▶ [Aim of the task] An exact copy of all the data below is required.

Stored data entries:
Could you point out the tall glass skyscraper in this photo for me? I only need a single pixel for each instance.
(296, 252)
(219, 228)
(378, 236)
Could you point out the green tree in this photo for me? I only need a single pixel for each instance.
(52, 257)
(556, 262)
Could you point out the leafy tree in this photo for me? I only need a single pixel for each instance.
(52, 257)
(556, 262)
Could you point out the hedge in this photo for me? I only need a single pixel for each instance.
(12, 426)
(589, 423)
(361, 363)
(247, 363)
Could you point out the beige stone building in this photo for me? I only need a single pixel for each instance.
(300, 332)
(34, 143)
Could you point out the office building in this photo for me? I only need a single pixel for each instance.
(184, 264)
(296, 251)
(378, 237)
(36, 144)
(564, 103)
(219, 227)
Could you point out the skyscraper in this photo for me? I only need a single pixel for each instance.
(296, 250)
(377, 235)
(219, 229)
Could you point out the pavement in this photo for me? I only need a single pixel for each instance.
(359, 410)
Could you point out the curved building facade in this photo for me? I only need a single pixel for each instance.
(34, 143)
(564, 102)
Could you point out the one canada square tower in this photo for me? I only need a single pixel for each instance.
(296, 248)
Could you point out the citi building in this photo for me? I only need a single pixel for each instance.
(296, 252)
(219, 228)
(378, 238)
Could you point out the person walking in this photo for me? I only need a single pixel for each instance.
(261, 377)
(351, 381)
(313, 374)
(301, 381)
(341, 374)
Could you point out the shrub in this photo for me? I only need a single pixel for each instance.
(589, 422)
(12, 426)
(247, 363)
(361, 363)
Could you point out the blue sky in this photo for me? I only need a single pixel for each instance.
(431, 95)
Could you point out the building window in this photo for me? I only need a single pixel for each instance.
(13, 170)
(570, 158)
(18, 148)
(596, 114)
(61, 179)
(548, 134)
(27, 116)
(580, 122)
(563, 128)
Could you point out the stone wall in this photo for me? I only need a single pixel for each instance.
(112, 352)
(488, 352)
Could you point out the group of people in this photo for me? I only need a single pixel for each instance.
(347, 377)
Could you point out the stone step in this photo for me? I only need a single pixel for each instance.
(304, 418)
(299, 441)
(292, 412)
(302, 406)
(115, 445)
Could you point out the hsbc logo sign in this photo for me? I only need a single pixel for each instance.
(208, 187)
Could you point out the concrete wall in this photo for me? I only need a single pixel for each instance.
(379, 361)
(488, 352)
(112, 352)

▶ [Worked solution]
Could you point out the tall glass skyscraper in this photo for me? I only need a single pixel for each instance.
(296, 252)
(219, 228)
(378, 236)
Could you point out the green tree in this photo for me? I only need a single pixel for each instance.
(52, 257)
(556, 262)
Could you point out the leafy tree in this photo for me? I only need a single pixel for each instance.
(52, 257)
(556, 262)
Could you point out the hedge in this photo for me? I only need a single pixel for each instance.
(12, 426)
(589, 423)
(361, 363)
(247, 363)
Could you point out the beige stone building in this photo for me? I only need a single pixel for each instance.
(300, 332)
(34, 143)
Could you point out the office building in this photo for me? I only need a single pixel for each instance.
(184, 264)
(296, 251)
(378, 237)
(36, 144)
(564, 103)
(219, 227)
Could you point out the skyscraper in this photo for me? I only need a single pixel for each instance.
(296, 250)
(377, 235)
(219, 229)
Could you point out the pavement in this photo for me? I only need a single pixel for each instance.
(359, 410)
Could you point out the curved building facade in this photo for me? I only need a single pixel for each instance.
(34, 143)
(564, 102)
Could you point out the one canada square tower in this photo for me? I only need a single pixel for each instance.
(296, 248)
Could you point out the citi building in this photo for me? I only need a single pixel for each instance.
(296, 252)
(219, 228)
(378, 238)
Could you point out the person walking in this photo for me? I only need a single pixel for each instance.
(261, 377)
(351, 381)
(313, 374)
(301, 381)
(341, 374)
Could you point out the shrub in this photo for me? I only need a single pixel for each instance.
(589, 422)
(12, 426)
(247, 363)
(361, 363)
Could you point out the blue sky in this photo for me? I only need a single pixel for each instance.
(431, 95)
Could you point out the building window in this photo for me? I only need a single pixel for each instance.
(13, 170)
(570, 158)
(18, 148)
(596, 114)
(61, 179)
(548, 134)
(27, 116)
(580, 122)
(563, 128)
Could you point out the stone wall in this photo for me? I only need a single pixel for each instance.
(112, 352)
(488, 352)
Could you point out the group of people in this photo for me? I only need a single pixel for each instance.
(347, 377)
Could you point out the stone step in this photo for me? I only need a single pixel for each instance.
(304, 418)
(299, 441)
(292, 412)
(302, 406)
(115, 445)
Could you point out the hsbc logo sign in this photo for me? I only need a single pixel for each instance.
(208, 187)
Could you point out the concrete wall in this photo for me? I only need a single pixel for each instance.
(379, 361)
(488, 352)
(112, 352)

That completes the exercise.